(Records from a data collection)
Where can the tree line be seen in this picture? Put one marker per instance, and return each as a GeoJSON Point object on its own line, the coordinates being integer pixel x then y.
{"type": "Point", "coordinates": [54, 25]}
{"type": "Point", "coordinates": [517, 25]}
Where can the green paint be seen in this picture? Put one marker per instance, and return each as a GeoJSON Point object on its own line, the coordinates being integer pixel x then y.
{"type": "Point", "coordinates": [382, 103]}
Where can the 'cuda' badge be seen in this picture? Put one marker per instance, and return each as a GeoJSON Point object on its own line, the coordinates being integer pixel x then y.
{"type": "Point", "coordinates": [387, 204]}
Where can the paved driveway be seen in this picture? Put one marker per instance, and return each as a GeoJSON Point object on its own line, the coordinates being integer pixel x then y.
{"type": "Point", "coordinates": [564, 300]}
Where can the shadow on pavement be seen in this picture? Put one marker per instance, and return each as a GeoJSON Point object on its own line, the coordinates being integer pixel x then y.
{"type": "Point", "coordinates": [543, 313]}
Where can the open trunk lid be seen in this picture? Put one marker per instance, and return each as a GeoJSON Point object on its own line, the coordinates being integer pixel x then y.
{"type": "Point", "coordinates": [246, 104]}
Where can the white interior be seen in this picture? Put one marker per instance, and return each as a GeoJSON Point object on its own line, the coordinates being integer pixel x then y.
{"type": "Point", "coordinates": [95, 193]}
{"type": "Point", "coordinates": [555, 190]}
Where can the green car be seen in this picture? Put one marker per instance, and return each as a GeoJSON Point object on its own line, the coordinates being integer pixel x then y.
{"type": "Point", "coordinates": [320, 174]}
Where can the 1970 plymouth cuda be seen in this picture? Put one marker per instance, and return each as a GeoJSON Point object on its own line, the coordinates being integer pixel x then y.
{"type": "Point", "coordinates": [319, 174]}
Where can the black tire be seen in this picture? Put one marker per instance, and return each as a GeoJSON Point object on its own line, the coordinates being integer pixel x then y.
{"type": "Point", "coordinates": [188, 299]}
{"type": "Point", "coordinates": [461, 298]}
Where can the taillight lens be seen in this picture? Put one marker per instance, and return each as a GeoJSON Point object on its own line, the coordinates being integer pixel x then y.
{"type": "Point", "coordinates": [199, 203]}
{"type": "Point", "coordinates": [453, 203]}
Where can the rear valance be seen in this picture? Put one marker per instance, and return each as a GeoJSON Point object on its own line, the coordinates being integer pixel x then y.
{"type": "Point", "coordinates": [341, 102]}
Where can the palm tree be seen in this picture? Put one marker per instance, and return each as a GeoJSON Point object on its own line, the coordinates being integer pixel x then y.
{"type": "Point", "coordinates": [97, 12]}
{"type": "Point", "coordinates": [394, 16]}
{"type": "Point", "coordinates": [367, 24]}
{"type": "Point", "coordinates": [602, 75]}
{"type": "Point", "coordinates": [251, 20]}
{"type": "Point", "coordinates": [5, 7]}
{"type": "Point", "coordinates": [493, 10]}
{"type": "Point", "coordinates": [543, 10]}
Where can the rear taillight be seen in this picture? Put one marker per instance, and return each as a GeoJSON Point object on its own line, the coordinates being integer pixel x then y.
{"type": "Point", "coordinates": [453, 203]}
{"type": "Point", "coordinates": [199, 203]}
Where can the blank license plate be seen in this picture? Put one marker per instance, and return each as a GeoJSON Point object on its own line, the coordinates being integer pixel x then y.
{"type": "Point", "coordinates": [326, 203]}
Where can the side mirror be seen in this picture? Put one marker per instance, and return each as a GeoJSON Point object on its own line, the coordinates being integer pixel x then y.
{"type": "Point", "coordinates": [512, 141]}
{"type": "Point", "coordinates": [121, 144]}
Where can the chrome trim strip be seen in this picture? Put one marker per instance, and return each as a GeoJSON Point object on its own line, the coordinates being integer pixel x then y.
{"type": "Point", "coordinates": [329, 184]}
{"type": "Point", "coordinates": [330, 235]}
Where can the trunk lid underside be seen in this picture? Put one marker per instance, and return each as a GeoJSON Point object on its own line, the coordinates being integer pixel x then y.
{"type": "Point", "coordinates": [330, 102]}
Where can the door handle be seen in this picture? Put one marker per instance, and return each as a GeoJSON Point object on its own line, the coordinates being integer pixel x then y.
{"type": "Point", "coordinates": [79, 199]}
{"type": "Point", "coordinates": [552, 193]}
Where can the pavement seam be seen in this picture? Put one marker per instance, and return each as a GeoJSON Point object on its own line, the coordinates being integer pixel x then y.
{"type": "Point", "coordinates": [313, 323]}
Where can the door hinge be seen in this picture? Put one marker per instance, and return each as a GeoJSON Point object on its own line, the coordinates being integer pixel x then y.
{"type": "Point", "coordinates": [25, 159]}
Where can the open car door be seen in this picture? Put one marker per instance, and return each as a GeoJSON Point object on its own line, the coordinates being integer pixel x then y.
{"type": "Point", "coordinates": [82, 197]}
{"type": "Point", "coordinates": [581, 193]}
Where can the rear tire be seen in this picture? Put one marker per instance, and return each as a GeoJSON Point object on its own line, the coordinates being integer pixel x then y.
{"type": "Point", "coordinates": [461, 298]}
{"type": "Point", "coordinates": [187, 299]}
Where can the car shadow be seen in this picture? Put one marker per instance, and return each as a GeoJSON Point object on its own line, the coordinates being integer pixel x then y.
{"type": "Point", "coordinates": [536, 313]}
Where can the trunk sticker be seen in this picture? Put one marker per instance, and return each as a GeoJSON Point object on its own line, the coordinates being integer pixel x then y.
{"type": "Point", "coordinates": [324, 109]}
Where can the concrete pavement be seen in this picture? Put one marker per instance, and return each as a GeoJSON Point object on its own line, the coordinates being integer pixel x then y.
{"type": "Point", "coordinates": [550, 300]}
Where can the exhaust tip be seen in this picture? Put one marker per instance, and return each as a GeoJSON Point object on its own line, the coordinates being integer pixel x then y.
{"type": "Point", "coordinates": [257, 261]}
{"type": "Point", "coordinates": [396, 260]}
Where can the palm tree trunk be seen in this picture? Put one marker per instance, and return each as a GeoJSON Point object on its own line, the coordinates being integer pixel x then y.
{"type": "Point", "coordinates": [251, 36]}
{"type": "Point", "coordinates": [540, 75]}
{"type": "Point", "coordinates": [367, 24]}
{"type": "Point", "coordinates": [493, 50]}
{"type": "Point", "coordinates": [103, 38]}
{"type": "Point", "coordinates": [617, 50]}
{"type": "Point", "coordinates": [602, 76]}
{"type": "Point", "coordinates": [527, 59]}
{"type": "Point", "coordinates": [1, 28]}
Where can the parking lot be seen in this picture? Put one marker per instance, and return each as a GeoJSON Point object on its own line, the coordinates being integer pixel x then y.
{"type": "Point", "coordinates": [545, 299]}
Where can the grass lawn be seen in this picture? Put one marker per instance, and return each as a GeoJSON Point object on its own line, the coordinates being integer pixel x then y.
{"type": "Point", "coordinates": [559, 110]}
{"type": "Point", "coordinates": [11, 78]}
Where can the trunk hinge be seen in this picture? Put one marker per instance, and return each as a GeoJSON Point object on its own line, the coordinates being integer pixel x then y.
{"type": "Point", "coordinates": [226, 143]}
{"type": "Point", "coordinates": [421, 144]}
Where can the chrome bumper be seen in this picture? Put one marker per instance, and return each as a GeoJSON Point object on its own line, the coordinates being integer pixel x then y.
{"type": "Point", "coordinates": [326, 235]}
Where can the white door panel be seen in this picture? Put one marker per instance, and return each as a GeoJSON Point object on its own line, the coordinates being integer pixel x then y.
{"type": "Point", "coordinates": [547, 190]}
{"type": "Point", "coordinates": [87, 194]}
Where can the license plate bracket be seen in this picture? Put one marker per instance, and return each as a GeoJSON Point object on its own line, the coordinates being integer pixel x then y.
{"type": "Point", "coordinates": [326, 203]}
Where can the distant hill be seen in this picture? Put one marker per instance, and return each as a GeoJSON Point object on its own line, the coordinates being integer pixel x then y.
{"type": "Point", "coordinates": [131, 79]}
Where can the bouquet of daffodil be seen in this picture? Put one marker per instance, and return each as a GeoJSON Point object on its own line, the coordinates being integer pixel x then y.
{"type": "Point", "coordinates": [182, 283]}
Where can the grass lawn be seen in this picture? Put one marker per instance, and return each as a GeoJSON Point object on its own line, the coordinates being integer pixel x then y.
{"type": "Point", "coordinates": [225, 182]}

*WHAT THE EXERCISE ASKS*
Exactly and only the lines from the one containing "Where can the license" through the end of the material are to be reproduced, both ends included.

*RESULT FOR THIS EXERCISE*
Where can the license plate bracket be seen in this picture? Put one marker per instance, and return each as a GeoJSON Point object on its own line, the coordinates being integer pixel x then y.
{"type": "Point", "coordinates": [326, 203]}
Where can the distant hill be seen in this picture? Put one marker per instance, and return each as a GeoJSON Point object on its own line, the coordinates being integer pixel x then y.
{"type": "Point", "coordinates": [131, 79]}
Where can the bouquet of daffodil be seen in this picture? Put one marker per instance, and return each as a GeoJSON Point object on its own line, the coordinates being integer pixel x then y.
{"type": "Point", "coordinates": [182, 283]}
Where can the grass lawn be seen in this picture? Put one marker per instance, and return each as a GeoJSON Point object on its own line, the coordinates being integer pixel x then y.
{"type": "Point", "coordinates": [225, 182]}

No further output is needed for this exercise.